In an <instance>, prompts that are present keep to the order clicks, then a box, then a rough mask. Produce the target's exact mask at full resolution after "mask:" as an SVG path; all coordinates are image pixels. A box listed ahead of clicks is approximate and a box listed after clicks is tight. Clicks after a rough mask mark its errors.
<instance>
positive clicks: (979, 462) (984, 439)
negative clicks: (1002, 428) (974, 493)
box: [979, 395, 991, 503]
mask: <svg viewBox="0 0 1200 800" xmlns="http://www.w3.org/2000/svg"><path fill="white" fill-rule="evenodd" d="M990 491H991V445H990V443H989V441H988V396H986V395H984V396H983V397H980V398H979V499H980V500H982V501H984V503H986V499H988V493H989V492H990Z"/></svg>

_ _ _

Rewrite the records above, changing "positive" to "foreground" wherever it occurs and leaving all other text unchanged.

In an <instance>, prompts that are present keep to the order clicks, then a box, then a rough mask. Produce the target's exact mask at full resolution after "mask:" as an SVG path; all coordinates are image pixels. A box listed ahead of clicks is approximate and a box listed after clicks is tight. Clicks after a rough mask mark its errors.
<instance>
foreground clicks: (979, 462) (984, 439)
negative clicks: (1002, 428) (974, 493)
box: [979, 395, 991, 503]
mask: <svg viewBox="0 0 1200 800" xmlns="http://www.w3.org/2000/svg"><path fill="white" fill-rule="evenodd" d="M990 491H991V445H990V443H989V441H988V396H986V395H984V396H983V397H980V398H979V499H980V500H982V501H984V503H986V499H988V493H989V492H990Z"/></svg>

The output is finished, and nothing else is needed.